Stored entries:
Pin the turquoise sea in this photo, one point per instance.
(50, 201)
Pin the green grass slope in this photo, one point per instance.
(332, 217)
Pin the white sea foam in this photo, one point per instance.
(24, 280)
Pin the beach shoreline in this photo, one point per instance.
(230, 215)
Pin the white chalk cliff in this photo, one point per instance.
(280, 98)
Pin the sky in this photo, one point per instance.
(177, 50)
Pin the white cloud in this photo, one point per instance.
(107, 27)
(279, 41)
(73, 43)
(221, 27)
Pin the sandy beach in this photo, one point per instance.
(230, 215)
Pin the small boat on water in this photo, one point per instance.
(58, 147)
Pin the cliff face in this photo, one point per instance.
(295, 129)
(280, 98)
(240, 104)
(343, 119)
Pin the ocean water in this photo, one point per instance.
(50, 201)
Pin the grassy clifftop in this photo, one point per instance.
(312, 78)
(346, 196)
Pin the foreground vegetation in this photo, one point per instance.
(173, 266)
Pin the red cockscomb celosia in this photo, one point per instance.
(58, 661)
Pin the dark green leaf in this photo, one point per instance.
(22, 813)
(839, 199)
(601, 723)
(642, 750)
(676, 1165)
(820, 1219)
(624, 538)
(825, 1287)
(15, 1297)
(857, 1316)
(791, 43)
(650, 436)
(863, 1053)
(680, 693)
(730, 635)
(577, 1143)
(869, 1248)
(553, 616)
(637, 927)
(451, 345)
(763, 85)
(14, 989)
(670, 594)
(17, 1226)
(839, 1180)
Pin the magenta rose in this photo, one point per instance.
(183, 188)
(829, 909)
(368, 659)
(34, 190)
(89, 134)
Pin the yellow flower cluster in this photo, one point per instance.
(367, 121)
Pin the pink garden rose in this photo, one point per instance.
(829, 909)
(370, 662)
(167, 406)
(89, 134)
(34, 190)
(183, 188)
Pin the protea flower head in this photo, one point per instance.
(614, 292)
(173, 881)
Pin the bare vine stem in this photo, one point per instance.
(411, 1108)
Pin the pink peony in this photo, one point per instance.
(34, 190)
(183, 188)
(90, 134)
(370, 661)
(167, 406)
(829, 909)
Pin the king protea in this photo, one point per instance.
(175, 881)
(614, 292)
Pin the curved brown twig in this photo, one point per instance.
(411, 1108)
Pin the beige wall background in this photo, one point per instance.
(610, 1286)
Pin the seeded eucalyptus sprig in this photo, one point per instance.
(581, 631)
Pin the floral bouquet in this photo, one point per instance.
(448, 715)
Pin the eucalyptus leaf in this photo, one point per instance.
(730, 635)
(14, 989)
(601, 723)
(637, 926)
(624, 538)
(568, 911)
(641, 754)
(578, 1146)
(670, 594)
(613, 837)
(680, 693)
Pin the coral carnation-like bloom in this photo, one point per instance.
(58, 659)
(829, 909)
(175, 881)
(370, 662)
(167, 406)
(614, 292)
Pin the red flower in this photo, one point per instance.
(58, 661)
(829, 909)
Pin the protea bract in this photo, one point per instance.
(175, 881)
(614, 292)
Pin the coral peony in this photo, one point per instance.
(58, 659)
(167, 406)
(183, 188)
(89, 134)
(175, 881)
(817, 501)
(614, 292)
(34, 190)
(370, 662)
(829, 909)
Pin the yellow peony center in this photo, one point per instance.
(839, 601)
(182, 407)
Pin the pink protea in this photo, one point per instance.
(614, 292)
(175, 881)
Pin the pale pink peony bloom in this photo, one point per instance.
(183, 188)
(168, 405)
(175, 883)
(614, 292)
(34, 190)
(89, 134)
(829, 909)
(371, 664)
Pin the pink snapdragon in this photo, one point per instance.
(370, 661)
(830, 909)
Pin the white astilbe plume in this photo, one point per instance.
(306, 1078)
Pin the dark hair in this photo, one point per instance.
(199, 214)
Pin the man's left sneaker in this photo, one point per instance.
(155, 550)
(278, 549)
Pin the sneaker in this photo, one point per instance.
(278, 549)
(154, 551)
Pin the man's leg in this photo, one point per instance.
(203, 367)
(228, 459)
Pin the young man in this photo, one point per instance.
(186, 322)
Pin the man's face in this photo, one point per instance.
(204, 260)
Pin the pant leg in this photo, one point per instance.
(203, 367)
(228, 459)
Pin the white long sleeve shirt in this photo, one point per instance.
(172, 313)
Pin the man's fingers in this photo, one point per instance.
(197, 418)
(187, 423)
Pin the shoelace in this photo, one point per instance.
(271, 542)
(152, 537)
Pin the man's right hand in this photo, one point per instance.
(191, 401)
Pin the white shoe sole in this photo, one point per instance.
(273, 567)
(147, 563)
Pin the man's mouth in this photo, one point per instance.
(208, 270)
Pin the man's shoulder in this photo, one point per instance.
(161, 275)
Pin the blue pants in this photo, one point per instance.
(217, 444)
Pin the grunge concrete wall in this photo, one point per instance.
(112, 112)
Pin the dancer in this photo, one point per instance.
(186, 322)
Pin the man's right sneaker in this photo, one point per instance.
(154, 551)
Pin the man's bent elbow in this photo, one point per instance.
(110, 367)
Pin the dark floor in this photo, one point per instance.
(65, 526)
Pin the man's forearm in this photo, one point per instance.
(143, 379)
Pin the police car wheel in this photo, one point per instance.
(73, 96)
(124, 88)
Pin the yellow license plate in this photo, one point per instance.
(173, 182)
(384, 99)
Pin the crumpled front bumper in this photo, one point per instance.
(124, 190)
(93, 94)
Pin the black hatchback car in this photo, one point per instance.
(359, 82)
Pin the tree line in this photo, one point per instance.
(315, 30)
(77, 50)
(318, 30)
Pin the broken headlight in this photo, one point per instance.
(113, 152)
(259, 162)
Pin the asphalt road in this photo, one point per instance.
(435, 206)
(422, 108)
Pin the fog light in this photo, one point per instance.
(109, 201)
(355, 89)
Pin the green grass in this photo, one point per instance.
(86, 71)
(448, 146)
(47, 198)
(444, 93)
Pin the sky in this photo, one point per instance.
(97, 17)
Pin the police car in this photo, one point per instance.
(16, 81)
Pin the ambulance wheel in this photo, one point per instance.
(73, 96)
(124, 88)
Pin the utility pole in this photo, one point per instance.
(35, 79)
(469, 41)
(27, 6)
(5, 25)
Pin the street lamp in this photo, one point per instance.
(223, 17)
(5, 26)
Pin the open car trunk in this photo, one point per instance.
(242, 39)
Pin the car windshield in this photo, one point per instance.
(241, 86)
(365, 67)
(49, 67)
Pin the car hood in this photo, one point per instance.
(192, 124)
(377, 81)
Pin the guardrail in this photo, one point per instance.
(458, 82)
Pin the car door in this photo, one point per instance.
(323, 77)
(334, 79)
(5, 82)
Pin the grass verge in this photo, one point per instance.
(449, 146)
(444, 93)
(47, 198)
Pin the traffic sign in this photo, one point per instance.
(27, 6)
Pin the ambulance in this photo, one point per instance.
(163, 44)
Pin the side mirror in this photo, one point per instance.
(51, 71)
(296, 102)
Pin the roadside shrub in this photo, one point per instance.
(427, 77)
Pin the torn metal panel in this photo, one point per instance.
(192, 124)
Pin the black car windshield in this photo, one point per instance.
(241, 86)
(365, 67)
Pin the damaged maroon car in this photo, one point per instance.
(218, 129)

Exercise: Please express these lines as a JSON list of strings, with one string per line and blank lines omitted.

Exercise result:
[
  "Pin the turquoise sea in this photo, one point per instance.",
  "(50, 201)",
  "Pin the green grass slope in this photo, one point per instance.",
  "(332, 217)",
  "Pin the white sea foam in this photo, one point per instance.",
  "(24, 280)",
  "Pin the beach shoreline in this photo, one point per instance.",
  "(230, 215)",
  "Pin the white chalk cliff in this photo, one point per instance.",
  "(280, 98)",
  "Pin the sky in this photo, one point per instance.",
  "(177, 50)",
  "Pin the white cloud in this photo, one point per instance.",
  "(107, 27)",
  "(279, 41)",
  "(73, 43)",
  "(221, 27)",
  "Pin the sandy beach in this photo, one point per instance.",
  "(230, 215)",
  "Pin the small boat on water in this photo, one point per instance.",
  "(58, 147)",
  "Pin the cliff face in this photo, one point per instance.",
  "(295, 129)",
  "(280, 98)",
  "(240, 104)",
  "(343, 119)",
  "Pin the ocean water in this photo, one point per instance.",
  "(50, 201)",
  "Pin the grassy clifftop in this photo, one point per instance.",
  "(312, 78)",
  "(346, 196)",
  "Pin the foreground vegetation in this photo, one point per instance.",
  "(173, 266)",
  "Pin the red cockscomb celosia in this photo, one point per instance.",
  "(58, 661)",
  "Pin the dark green leaf in this photo, one point per instance.",
  "(22, 813)",
  "(839, 199)",
  "(601, 723)",
  "(642, 750)",
  "(676, 1165)",
  "(820, 1219)",
  "(624, 538)",
  "(825, 1287)",
  "(15, 1297)",
  "(857, 1316)",
  "(791, 43)",
  "(650, 436)",
  "(863, 1053)",
  "(680, 693)",
  "(730, 635)",
  "(577, 1143)",
  "(869, 1248)",
  "(553, 616)",
  "(637, 927)",
  "(451, 345)",
  "(763, 85)",
  "(14, 989)",
  "(670, 594)",
  "(17, 1226)",
  "(839, 1180)",
  "Pin the magenta rose in this photo, one point per instance.",
  "(183, 188)",
  "(829, 909)",
  "(368, 659)",
  "(34, 190)",
  "(89, 134)",
  "Pin the yellow flower cluster in this photo, one point per instance.",
  "(367, 121)",
  "Pin the pink garden rose in this photo, one point per instance.",
  "(829, 909)",
  "(370, 662)",
  "(167, 406)",
  "(89, 134)",
  "(34, 190)",
  "(183, 188)",
  "Pin the protea flower head in this photo, one point per instance.",
  "(614, 292)",
  "(173, 881)",
  "Pin the bare vine stem in this photo, one point per instance.",
  "(411, 1108)",
  "Pin the pink peony in this photo, one point per instance.",
  "(34, 190)",
  "(183, 188)",
  "(90, 134)",
  "(370, 661)",
  "(167, 406)",
  "(829, 909)",
  "Pin the king protea in this photo, one point per instance.",
  "(175, 881)",
  "(614, 292)",
  "Pin the curved brown twig in this photo, one point per instance.",
  "(411, 1108)",
  "Pin the beige wall background in this photo, one point per instance.",
  "(610, 1286)",
  "Pin the seeded eucalyptus sprig in this photo, one point per instance.",
  "(581, 631)",
  "Pin the floral bouquet in this photo, one point per instance.",
  "(448, 715)",
  "Pin the eucalyptus leaf in this photo, one point per instance.",
  "(730, 635)",
  "(14, 989)",
  "(601, 723)",
  "(637, 926)",
  "(624, 538)",
  "(568, 911)",
  "(641, 754)",
  "(578, 1146)",
  "(670, 594)",
  "(613, 837)",
  "(680, 693)",
  "Pin the coral carnation-like bloom in this photo, one point per instance.",
  "(58, 659)",
  "(829, 909)",
  "(175, 881)",
  "(370, 662)",
  "(167, 406)",
  "(614, 292)",
  "Pin the red flower in this photo, one point per instance.",
  "(58, 661)",
  "(829, 909)",
  "Pin the protea bract in this photo, one point per instance.",
  "(175, 881)",
  "(614, 292)",
  "Pin the coral peony in this photo, one point per instance.",
  "(58, 659)",
  "(167, 406)",
  "(183, 188)",
  "(89, 134)",
  "(175, 881)",
  "(817, 501)",
  "(614, 292)",
  "(34, 190)",
  "(370, 662)",
  "(829, 909)",
  "Pin the yellow peony center in this photo, one point per instance.",
  "(839, 601)",
  "(182, 407)",
  "Pin the pink protea in this photo, one point per instance.",
  "(614, 292)",
  "(175, 881)",
  "Pin the pale pink peony bloom in this photo, one point per instance.",
  "(183, 188)",
  "(168, 405)",
  "(175, 883)",
  "(614, 292)",
  "(34, 190)",
  "(89, 134)",
  "(829, 909)",
  "(371, 664)",
  "Pin the pink snapdragon in this photo, one point per instance.",
  "(370, 661)",
  "(830, 909)",
  "Pin the white astilbe plume in this photo, one point per instance.",
  "(306, 1078)",
  "Pin the dark hair in this photo, one point per instance.",
  "(199, 214)",
  "Pin the man's left sneaker in this photo, one point per instance.",
  "(155, 550)",
  "(278, 549)",
  "Pin the sneaker in this photo, one point per instance.",
  "(278, 549)",
  "(154, 551)",
  "Pin the man's leg in this photo, one point per instance.",
  "(203, 367)",
  "(228, 459)",
  "Pin the young man in this photo, one point per instance.",
  "(186, 322)",
  "Pin the man's face in this photo, one point per instance.",
  "(204, 260)",
  "Pin the pant leg in this photo, one point per instance.",
  "(203, 367)",
  "(228, 459)",
  "Pin the white long sleeve shirt in this photo, one point per instance.",
  "(172, 313)",
  "Pin the man's fingers in this photo, one point per instance.",
  "(197, 418)",
  "(187, 423)",
  "Pin the shoelace in this photo, one point per instance.",
  "(271, 542)",
  "(152, 537)",
  "Pin the man's right hand in this photo, one point per instance.",
  "(191, 401)",
  "Pin the white shoe sole in this photo, one point per instance.",
  "(273, 567)",
  "(147, 563)",
  "Pin the man's mouth in this photo, one point per instance.",
  "(208, 270)",
  "Pin the man's shoulder in this photo, one point per instance.",
  "(161, 275)",
  "Pin the blue pants in this photo, one point per instance.",
  "(217, 444)",
  "Pin the grunge concrete wall in this photo, one point per instance.",
  "(112, 112)",
  "Pin the dancer in this photo, one point per instance.",
  "(186, 322)",
  "Pin the man's right sneaker in this photo, one point per instance.",
  "(154, 551)",
  "Pin the man's bent elbow in this photo, one point per instance.",
  "(110, 367)",
  "Pin the dark floor in this photo, one point per instance.",
  "(65, 526)",
  "Pin the man's forearm in this photo, one point per instance.",
  "(143, 379)",
  "Pin the police car wheel in this photo, one point per instance.",
  "(73, 96)",
  "(124, 88)",
  "Pin the yellow license plate in this photo, one point per instance.",
  "(173, 182)",
  "(384, 99)",
  "Pin the crumpled front bumper in this photo, one point per instance.",
  "(124, 190)",
  "(93, 94)",
  "Pin the black hatchback car in this photo, one point per instance.",
  "(359, 82)",
  "Pin the tree line in this photo, one point per instance.",
  "(315, 30)",
  "(77, 50)",
  "(318, 30)",
  "Pin the broken headlight in this photo, one point per instance.",
  "(113, 152)",
  "(259, 162)",
  "Pin the asphalt road in this photo, one point per instance.",
  "(435, 206)",
  "(422, 108)",
  "Pin the fog light in this photo, one point per instance.",
  "(109, 201)",
  "(355, 89)",
  "Pin the green grass in this photo, one point per instance.",
  "(86, 71)",
  "(448, 146)",
  "(47, 198)",
  "(444, 93)",
  "Pin the sky in this photo, one point per instance.",
  "(97, 17)",
  "Pin the police car in this photo, one point per instance.",
  "(16, 81)",
  "Pin the ambulance wheel in this photo, one point per instance.",
  "(73, 96)",
  "(124, 88)",
  "Pin the utility pole in this photo, one point per instance.",
  "(35, 79)",
  "(469, 41)",
  "(27, 6)",
  "(5, 25)",
  "Pin the street lamp in this photo, one point per instance.",
  "(223, 17)",
  "(5, 26)",
  "Pin the open car trunk in this photo, one point per instance.",
  "(242, 39)",
  "Pin the car windshield in this photo, one point per instance.",
  "(241, 86)",
  "(365, 67)",
  "(49, 67)",
  "Pin the car hood in this photo, one point per instance.",
  "(192, 124)",
  "(377, 81)",
  "Pin the guardrail in this photo, one point per instance.",
  "(458, 82)",
  "Pin the car door in this photo, one point per instance.",
  "(323, 77)",
  "(334, 79)",
  "(5, 82)",
  "Pin the grass verge in this photo, one point per instance.",
  "(449, 146)",
  "(444, 93)",
  "(47, 198)",
  "Pin the traffic sign in this photo, one point per instance.",
  "(27, 6)",
  "Pin the ambulance in this photo, one point per instance.",
  "(163, 44)",
  "Pin the side mirror in this photo, one point per instance.",
  "(51, 71)",
  "(296, 102)",
  "Pin the roadside shrub in this photo, one point per instance.",
  "(427, 77)",
  "Pin the torn metal panel in this photo, one point per instance.",
  "(192, 124)",
  "Pin the black car windshield in this photo, one point per instance.",
  "(241, 86)",
  "(365, 67)",
  "Pin the damaged maroon car in this photo, one point per instance.",
  "(218, 129)"
]